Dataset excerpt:
━━━━━━━━━━━━━━━━━━━━━━━━━━━━━━

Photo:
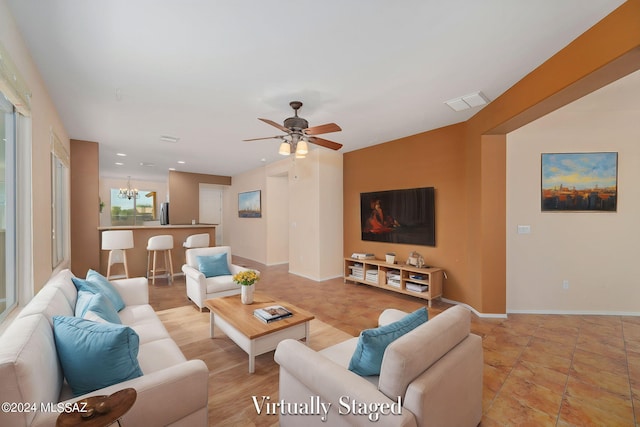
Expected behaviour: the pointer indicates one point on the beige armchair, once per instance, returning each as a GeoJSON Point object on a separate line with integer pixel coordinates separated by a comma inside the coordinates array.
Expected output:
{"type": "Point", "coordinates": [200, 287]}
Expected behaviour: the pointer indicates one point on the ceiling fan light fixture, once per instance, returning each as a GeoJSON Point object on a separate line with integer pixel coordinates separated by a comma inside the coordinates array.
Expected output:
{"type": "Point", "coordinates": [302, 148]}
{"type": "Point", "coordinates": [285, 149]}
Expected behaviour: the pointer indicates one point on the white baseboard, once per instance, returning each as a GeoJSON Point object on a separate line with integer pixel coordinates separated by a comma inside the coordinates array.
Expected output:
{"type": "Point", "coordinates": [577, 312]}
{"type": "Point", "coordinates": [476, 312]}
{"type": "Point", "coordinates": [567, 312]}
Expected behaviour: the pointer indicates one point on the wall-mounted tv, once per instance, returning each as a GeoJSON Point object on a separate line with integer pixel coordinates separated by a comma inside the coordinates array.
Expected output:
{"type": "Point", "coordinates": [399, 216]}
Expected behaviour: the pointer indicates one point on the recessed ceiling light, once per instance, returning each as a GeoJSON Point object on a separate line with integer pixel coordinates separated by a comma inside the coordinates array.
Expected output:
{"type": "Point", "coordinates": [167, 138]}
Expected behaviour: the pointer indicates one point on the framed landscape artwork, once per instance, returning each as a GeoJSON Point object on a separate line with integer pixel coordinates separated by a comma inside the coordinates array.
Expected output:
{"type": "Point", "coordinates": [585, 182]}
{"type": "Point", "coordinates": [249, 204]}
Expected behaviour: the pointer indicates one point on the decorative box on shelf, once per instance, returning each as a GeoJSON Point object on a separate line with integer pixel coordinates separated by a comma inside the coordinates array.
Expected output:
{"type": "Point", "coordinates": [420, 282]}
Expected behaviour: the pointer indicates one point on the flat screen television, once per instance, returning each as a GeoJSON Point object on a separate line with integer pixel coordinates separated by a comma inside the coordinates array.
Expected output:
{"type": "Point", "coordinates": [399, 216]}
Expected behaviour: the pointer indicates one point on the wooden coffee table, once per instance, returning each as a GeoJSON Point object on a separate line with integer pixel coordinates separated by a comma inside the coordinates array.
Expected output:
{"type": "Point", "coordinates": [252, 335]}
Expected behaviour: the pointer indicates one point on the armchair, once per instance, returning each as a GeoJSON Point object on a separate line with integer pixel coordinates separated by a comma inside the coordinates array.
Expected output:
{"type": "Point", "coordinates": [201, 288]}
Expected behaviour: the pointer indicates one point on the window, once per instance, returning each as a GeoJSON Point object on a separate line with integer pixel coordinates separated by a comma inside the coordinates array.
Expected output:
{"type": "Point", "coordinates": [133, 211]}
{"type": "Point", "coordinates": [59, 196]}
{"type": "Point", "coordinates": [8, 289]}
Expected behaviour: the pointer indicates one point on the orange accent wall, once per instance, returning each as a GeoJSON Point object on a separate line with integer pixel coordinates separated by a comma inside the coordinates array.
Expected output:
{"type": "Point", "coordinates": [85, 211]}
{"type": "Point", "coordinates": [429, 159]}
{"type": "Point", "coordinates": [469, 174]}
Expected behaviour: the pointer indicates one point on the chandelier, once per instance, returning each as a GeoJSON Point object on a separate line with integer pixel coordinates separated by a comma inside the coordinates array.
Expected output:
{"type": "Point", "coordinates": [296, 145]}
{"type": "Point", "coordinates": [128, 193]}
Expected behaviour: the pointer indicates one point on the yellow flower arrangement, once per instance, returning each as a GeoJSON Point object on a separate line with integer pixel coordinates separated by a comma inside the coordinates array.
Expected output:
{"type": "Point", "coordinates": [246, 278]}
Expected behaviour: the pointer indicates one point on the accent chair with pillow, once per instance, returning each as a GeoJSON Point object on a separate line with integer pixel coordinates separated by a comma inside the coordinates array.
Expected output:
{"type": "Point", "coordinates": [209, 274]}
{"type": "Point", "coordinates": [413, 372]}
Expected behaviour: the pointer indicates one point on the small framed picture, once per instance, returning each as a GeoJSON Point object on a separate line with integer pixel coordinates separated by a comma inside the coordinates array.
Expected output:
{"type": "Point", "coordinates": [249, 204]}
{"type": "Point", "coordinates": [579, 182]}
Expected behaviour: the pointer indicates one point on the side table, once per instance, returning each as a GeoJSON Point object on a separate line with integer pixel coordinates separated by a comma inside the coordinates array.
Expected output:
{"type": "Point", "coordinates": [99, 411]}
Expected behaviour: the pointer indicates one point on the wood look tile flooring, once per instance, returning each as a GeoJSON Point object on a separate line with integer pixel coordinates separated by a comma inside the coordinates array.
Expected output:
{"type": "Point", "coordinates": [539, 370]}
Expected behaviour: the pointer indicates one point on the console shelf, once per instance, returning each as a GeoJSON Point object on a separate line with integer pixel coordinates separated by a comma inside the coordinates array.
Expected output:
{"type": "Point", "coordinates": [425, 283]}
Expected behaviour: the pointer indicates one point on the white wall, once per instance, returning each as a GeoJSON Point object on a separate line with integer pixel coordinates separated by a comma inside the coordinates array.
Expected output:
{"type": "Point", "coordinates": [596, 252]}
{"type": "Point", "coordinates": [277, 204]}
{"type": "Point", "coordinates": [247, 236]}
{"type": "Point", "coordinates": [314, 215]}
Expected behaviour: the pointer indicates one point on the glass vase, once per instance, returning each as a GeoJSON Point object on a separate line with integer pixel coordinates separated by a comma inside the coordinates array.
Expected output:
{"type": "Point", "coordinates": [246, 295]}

━━━━━━━━━━━━━━━━━━━━━━━━━━━━━━

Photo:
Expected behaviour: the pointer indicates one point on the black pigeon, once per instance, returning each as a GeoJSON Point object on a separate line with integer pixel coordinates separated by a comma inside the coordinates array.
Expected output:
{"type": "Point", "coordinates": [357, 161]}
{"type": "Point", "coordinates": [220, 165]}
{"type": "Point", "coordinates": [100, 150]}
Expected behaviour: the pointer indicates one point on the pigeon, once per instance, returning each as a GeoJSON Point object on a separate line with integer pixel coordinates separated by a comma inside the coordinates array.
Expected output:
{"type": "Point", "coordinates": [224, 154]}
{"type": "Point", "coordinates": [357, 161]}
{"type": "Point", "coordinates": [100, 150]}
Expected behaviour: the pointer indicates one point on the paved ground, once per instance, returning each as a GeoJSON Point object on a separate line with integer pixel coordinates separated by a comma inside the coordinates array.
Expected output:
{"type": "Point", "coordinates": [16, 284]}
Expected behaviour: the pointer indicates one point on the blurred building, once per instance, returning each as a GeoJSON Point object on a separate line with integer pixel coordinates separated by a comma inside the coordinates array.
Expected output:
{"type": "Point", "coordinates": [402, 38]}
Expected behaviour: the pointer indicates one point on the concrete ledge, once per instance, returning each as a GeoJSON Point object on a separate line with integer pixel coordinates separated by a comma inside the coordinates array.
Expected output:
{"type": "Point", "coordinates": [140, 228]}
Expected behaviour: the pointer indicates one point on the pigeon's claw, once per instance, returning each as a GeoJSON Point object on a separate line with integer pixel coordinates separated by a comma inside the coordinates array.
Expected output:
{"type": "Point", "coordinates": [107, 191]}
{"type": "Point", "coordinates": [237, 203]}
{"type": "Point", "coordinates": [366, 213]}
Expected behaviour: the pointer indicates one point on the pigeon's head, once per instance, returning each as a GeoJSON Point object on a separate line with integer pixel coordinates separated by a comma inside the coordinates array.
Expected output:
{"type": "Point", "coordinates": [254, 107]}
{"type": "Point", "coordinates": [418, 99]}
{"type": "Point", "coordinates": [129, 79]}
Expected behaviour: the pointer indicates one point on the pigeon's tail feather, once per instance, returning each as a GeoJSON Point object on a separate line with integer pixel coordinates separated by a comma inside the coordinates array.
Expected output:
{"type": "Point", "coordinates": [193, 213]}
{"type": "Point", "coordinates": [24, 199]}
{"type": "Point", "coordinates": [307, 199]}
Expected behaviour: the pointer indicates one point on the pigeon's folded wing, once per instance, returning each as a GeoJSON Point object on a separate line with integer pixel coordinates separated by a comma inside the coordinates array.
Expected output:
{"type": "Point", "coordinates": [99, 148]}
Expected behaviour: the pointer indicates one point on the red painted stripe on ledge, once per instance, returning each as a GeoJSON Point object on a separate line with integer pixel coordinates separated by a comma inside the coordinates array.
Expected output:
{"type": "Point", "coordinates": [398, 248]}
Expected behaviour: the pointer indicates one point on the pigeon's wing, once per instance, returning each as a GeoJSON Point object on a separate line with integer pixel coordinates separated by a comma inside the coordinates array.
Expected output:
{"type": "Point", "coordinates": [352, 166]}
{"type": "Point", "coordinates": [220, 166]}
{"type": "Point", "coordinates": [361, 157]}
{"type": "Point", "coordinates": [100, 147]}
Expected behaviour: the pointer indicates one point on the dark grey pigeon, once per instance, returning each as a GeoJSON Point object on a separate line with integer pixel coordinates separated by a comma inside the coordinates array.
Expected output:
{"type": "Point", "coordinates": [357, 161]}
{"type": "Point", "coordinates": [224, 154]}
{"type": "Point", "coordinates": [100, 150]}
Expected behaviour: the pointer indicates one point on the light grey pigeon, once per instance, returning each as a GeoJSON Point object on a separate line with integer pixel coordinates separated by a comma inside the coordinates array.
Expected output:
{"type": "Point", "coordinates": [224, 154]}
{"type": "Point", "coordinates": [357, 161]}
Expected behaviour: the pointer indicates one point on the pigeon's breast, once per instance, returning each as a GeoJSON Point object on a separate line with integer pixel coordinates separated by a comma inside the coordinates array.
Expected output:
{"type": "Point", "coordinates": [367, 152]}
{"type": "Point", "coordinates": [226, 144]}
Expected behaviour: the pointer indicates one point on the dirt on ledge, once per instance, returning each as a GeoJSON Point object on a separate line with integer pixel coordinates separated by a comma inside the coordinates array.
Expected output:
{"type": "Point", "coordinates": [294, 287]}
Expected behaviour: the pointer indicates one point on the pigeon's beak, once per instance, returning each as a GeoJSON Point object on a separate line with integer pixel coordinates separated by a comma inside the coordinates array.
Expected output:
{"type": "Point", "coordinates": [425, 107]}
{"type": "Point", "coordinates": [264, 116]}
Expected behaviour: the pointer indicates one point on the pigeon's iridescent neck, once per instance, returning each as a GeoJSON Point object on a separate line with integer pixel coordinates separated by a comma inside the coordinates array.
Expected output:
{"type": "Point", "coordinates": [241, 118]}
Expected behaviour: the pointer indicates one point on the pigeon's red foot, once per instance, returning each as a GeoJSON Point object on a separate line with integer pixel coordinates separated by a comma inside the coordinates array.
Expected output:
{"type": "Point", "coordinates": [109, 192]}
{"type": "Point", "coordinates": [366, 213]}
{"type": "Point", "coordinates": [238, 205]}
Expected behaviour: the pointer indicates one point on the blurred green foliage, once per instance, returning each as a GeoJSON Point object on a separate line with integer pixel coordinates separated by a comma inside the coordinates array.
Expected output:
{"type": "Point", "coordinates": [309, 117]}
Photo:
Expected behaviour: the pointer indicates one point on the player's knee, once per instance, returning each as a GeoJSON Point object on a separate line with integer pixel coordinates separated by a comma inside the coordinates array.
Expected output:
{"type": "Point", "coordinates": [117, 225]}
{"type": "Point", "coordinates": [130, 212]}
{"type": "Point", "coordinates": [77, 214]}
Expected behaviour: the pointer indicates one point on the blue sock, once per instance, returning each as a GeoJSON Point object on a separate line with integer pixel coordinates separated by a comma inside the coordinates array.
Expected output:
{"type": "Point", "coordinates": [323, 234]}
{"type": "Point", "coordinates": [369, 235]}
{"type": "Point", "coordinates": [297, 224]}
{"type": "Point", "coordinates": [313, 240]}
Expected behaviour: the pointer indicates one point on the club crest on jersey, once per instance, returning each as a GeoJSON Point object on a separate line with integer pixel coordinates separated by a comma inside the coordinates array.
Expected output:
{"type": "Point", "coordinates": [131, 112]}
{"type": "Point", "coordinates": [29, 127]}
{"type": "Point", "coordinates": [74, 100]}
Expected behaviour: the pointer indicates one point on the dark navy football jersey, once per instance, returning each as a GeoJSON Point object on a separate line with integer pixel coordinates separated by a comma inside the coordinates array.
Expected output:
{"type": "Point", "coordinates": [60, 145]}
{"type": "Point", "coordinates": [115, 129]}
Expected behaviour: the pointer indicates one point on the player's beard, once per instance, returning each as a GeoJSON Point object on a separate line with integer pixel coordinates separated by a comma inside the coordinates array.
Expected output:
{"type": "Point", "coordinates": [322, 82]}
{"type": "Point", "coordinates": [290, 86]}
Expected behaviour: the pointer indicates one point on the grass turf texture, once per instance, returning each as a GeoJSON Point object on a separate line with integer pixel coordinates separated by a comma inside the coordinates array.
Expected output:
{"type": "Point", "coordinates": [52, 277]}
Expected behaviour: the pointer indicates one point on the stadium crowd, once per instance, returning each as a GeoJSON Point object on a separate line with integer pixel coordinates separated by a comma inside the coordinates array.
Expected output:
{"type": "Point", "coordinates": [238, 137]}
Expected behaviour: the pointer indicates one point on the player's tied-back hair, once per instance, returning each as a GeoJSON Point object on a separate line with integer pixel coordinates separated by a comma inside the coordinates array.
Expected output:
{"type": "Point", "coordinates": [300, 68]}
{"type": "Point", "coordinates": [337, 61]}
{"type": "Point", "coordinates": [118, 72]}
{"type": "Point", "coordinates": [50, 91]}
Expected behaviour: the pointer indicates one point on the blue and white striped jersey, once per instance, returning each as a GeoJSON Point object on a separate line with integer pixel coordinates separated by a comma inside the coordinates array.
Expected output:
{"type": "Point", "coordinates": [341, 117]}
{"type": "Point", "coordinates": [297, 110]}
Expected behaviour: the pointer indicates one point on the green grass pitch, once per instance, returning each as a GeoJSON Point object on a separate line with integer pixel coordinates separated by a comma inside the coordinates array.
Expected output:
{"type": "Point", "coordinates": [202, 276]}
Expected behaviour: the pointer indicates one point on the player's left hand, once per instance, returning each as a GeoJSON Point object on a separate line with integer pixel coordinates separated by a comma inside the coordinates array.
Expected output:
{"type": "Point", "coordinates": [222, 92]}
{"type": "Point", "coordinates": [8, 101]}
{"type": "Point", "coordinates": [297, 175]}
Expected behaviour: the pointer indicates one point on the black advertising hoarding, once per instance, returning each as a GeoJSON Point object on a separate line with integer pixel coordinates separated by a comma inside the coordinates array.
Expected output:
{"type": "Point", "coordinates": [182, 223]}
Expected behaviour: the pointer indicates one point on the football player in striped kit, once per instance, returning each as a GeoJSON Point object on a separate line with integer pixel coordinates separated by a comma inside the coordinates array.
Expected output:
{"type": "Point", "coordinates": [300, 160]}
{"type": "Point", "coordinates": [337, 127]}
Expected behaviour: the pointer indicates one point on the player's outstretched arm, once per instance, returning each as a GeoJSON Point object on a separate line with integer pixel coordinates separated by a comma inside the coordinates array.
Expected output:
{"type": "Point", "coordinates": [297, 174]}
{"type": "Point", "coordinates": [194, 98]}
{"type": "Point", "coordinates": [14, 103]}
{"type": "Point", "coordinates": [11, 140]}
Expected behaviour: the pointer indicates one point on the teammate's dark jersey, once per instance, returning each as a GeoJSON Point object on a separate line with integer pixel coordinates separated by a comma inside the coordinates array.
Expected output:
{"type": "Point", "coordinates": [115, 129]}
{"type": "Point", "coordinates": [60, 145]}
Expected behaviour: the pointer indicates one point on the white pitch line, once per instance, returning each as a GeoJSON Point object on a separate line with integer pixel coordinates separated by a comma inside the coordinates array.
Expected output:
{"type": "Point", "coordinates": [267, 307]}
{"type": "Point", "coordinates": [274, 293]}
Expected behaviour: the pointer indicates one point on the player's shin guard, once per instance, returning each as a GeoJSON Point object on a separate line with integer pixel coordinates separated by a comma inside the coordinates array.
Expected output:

━━━━━━━━━━━━━━━━━━━━━━━━━━━━━━

» **PROMPT**
Return every line above that contains the string "striped", matching case exactly.

» **EXERCISE RESPONSE**
Expected behaviour: the pointer indicates one point on the blue and white striped jersey, once per instance, returning each as a GeoJSON Point object on a separate line with integer pixel coordinates separated by a comma inside the coordinates array.
Expected behaviour: the pointer indicates one point on the football player in striped kit, once per instance, returning each as a GeoJSON Point object on a separate line with integer pixel coordinates separated by a comma inside the coordinates array.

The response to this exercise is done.